EXERCISE PASSAGE:
- Opening Delimiter -
The widespread adoption of exchange-traded funds has allowed everyday investors to become successful investors. These innovative tools achieve this task by reducing costs, increasing diversification, enhancing transparency, and mitigating taxes, just to name a few.
Yet, as an investment advisor, I am still witnessing many investors analyze these vehicles through a backwards lens. They randomly prioritize features or portray risks based on a hodge-podge of investment criteria. This creates a breakdown in the framework to build a cohesive portfolio.
The following are common mistakes to avoid when selecting and sizing ETFs:
Fund Company Tunnel Vision
This is a holdover from the old mutual fund days when investors had their money with Vanguard, Fidelity, Putnam, or T. Rowe Price. You rarely saw anyone who opened accounts at varying fund companies because it was a huge hassle to manage.
ETFs are wonderful because you can buy just about any of the 2,100 choices from a basic brokerage account. This opens a wide array of choices that allows you to pair multiple fund companies, indexes, or investment styles under the same roof.
- Closing Delimiter -
PROVIDED MATERIAL:
- Opening Delimiter -
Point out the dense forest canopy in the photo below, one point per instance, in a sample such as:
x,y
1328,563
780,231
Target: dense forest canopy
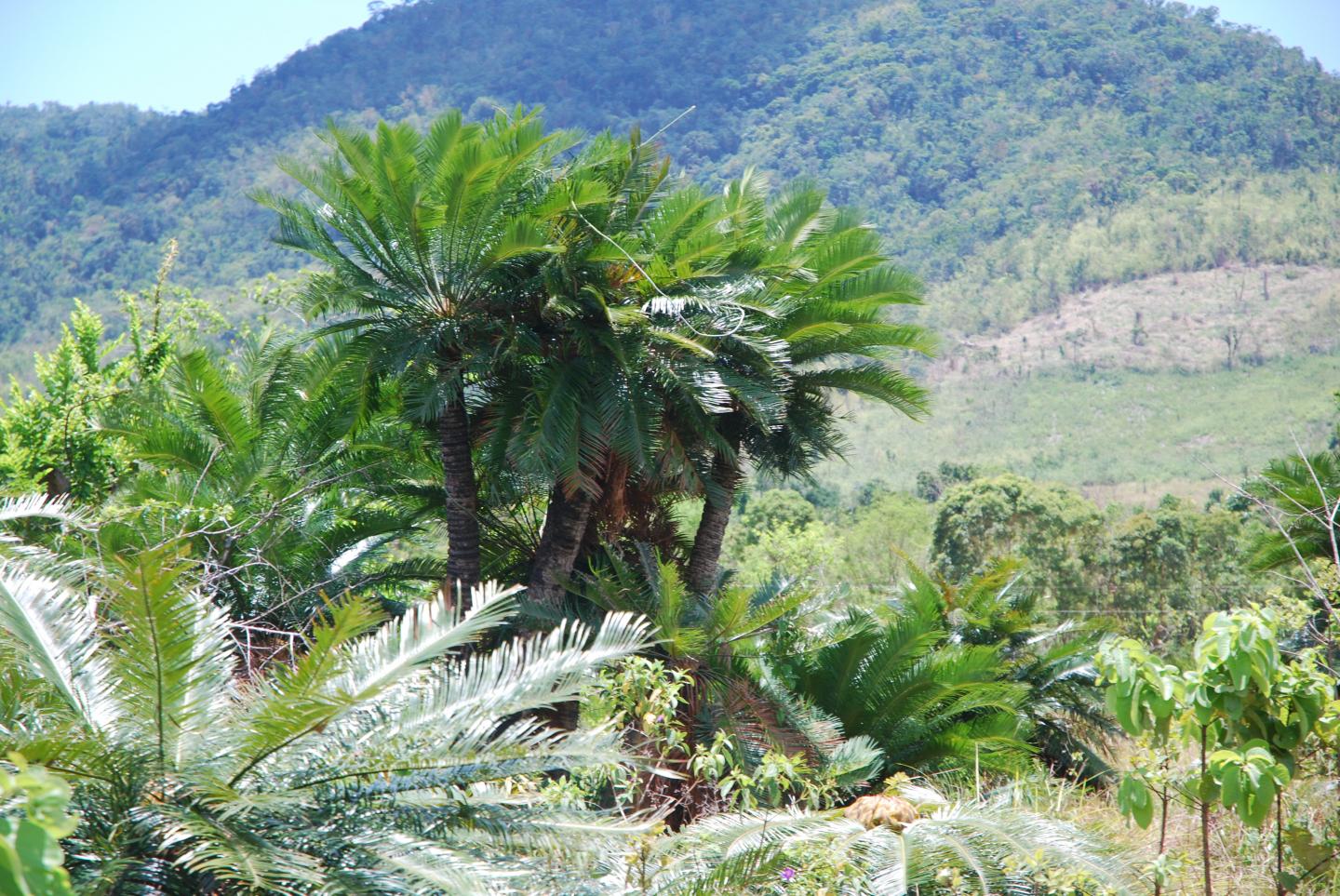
x,y
957,122
563,528
1014,155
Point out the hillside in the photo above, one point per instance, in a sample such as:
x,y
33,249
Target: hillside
x,y
1031,158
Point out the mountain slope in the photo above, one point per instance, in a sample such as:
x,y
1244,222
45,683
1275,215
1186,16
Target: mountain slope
x,y
1016,153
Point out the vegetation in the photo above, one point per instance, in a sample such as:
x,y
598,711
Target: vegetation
x,y
251,633
1012,157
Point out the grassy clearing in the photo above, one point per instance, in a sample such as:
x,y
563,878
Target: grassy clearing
x,y
1132,433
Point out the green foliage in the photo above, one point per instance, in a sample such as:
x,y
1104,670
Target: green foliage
x,y
50,435
899,678
1300,494
1160,569
370,761
986,846
931,114
1240,695
1051,528
288,482
34,817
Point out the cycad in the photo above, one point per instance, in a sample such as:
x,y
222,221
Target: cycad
x,y
370,761
1055,662
432,243
285,482
929,703
715,640
988,846
825,289
614,371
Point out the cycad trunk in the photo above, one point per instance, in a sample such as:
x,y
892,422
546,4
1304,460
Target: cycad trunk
x,y
705,557
462,500
560,542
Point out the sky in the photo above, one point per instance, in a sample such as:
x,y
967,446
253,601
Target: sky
x,y
174,55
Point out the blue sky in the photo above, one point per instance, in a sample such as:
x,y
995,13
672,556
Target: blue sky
x,y
184,54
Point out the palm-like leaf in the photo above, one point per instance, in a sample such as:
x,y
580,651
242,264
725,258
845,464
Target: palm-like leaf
x,y
319,777
976,837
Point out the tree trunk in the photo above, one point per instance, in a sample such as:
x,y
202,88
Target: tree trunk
x,y
1205,814
705,557
462,501
560,542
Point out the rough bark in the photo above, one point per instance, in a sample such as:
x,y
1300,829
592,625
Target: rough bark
x,y
462,501
705,557
560,542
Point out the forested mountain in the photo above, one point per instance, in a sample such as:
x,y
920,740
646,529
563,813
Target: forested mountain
x,y
1014,153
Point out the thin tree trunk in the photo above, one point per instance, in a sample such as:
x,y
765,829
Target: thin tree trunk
x,y
462,501
1163,835
705,557
1205,816
1279,844
560,542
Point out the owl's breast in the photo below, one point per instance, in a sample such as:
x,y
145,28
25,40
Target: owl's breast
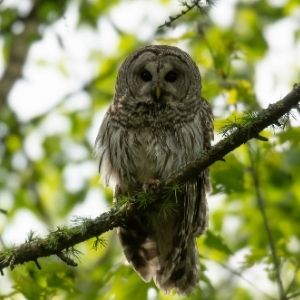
- Closing Delimiter -
EXERCISES:
**1)** Answer these questions from the passage on exchange-traded funds.
(a) What role does the writer hold?
(b) Which fund companies does the passage name from the old mutual fund days?
(c) About how many ETF choices can be bought from a basic brokerage account?
**2)** Write the next part of the passage on exchange-traded funds, beginning after its final sentence.
The listing has no connection to the passage on exchange-traded funds.

ANSWERS BY TASK:
**1)**
(a) Investment advisor.
(b) Vanguard, Fidelity, Putnam, and T. Rowe Price.
(c) About 2,100.

**2)**
Related: To Buy or Not to Buy ETFs
For instance, Vanguard has done a fantastic job of prioritizing costs and rigid index construction in their practice. It’s in their DNA and has allowed the company to become a fantastic success story. Nevertheless, they don’t run the cheapest ETF in every category. Several funds from BlackRock (iShares), Charles Schwab, State Street (SPDR), and others offer similar funds with lower expenses and comparable indexes.
A comprehensive analysis should compare the index construction criteria, total fund cost (including transaction fees and expense ratio), along with performance and other metrics. It may be that Vanguard makes up the core of your portfolio, but you are better off substituting other ETFs in satellite roles to build the portfolio that works best for you.